_Opdracht 1_
Som uit het wandelverslag alle soorten wandelroutes op, elk met de kleuren waarmee ze worden aangeduid.
_Opdracht 2_
Vertaal deze zin uit het wandelverslag naar het Engels: "Onze Garmin geeft al zo’n 1,8km aan als we omstreeks 16u Bérchules verlaten langs de Calle del Agua."
_Opdracht 3_
Hoe laat verlaten de wandelaars volgens het wandelverslag Bérchules?

_Gegeven tekst_
-*-*-

Stilaan komen de weergoden tot betere inzichten en krijgen we het klassieke Andalusische weer terug. We zoeken in de wandelmap van El Paraje naar een middellange tocht voor deze namiddag na de siësta. Junta de los Rios lijkt onze een goede keus. 8,5 km lan plus een km heen naar Bérchules en een km terug een 10km moet goed te doen zijn. Daarbij meldt de map ons dat het om een makkelijke tocht gaat met weinig hoogteverschil.
Onze Garmin geeft al zo’n 1,8km aan als we omstreeks 16u Bérchules verlaten langs de Calle del Agua.
De openbare wasplaats. Gezien het onkruid wat in onbruik.
Hier gaat de tocht over naar onverhard. Zo hebben ons botinnekes het graag.
Langzaam maar zeker gaat het hogerop.
Opnieuw vinden we een ronde dorsvloer op ons pad. Typisch voor de streek.
Maar het pad, stilaan wat ruwer, voert ons verder en hoger.
Al vrij hoog en ook hier worden groenten(tomaten en bonen) geteeld.
Op wacht tussen het puin en steengruis, is dit nu een Podenco Ibicenco of een Pharaohond alleszins een mooi beest.
Deze tocht is een “sendero local” deze paaltjes zijn een goede hulp. Lokale wandelingen zijn steeds groen-wit aangeduid. Kleine wandelroutes geel-wit, lange afstandsroutes “GranRecorrido” rood-wit.
Het blijft vlot wandelen, we schieten dan ook goed op en niet alleen met elkaar.

-*-*-

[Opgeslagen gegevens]

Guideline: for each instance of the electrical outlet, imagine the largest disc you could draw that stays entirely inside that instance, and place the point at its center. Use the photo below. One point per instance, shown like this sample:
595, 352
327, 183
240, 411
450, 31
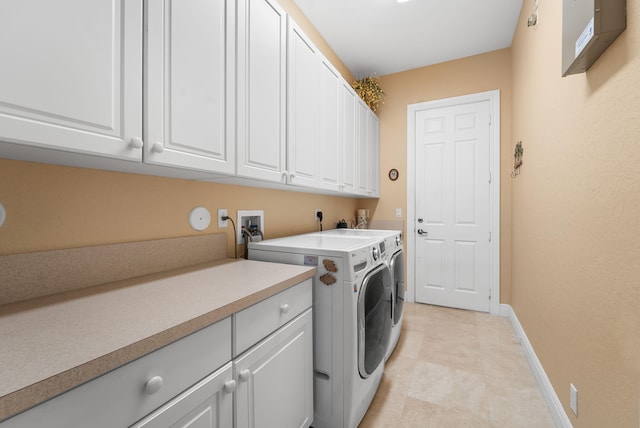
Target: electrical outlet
222, 212
573, 399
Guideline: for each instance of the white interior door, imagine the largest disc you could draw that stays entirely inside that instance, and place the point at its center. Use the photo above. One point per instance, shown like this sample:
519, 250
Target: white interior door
452, 206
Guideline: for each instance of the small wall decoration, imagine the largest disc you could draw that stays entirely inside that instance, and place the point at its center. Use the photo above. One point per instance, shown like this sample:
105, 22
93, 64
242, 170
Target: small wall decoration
517, 159
368, 88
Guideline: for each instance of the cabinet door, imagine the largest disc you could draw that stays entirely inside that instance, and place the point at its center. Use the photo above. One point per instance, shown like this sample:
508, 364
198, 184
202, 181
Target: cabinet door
348, 137
275, 379
189, 84
208, 404
329, 144
362, 148
262, 32
303, 112
71, 75
373, 187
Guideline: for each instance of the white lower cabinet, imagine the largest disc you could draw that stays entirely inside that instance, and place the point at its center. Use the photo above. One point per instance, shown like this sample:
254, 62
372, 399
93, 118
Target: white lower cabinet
208, 404
275, 376
275, 379
192, 382
129, 393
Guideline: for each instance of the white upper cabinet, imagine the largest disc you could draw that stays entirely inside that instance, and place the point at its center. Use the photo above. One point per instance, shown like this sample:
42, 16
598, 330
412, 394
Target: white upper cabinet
303, 109
362, 147
261, 90
189, 97
71, 75
373, 187
329, 143
348, 137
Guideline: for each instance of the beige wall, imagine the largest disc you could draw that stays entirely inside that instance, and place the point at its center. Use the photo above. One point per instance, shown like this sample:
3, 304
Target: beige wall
576, 217
52, 207
466, 76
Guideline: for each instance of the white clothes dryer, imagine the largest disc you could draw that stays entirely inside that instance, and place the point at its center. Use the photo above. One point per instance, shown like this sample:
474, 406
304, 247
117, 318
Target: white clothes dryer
393, 254
352, 295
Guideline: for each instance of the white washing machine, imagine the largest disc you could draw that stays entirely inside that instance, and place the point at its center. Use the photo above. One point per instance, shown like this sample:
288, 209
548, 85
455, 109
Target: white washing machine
393, 253
352, 302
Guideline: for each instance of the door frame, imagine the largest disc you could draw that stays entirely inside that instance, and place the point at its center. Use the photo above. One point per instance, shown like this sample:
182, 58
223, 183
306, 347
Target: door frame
493, 97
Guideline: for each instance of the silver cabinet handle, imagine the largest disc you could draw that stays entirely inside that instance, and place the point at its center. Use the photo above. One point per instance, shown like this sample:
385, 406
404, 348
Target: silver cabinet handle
153, 385
244, 375
230, 386
136, 143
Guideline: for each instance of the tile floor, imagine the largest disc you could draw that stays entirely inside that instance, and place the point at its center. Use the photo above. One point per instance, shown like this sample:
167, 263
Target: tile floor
455, 368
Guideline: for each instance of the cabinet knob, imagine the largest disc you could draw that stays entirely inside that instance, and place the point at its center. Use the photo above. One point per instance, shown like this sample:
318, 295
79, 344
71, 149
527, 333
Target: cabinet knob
153, 385
230, 386
136, 143
157, 147
244, 375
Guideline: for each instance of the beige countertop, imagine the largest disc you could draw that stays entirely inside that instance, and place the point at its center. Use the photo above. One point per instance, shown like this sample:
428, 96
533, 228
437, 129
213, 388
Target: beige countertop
52, 344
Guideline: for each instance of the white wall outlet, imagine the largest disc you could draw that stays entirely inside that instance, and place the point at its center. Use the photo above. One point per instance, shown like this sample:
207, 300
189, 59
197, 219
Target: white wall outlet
222, 212
573, 399
250, 220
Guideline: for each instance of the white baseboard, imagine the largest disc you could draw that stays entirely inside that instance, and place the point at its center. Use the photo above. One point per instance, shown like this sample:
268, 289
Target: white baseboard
558, 414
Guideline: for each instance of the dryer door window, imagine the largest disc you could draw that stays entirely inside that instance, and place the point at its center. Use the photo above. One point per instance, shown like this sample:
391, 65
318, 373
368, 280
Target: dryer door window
374, 319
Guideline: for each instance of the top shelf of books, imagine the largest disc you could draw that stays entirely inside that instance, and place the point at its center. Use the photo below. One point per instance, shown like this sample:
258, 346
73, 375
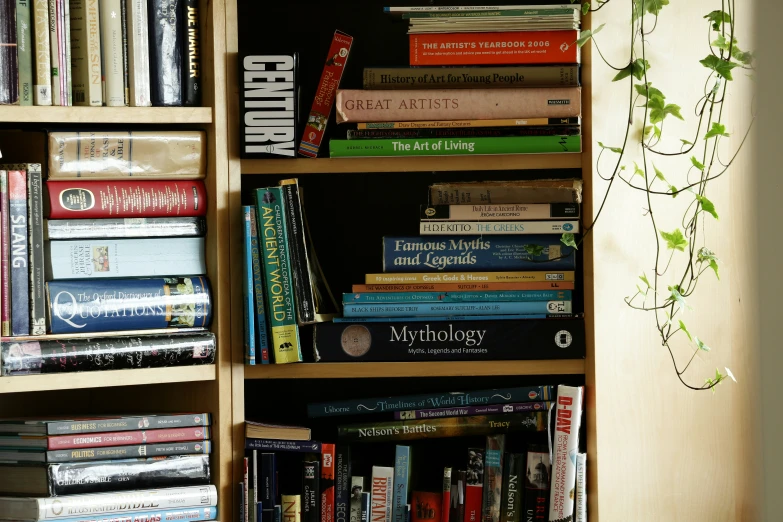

-*-*-

_Antwoord 1_
- Lokale wandelingen ("sendero local"): groen-wit
- Kleine wandelroutes: geel-wit
- Lange afstandsroutes ("GranRecorrido"): rood-wit

_Antwoord 2_
Our Garmin already shows about 1.8 km when we leave Bérchules around 4 p.m. along the Calle del Agua.

_Antwoord 3_
Omstreeks 16 uur.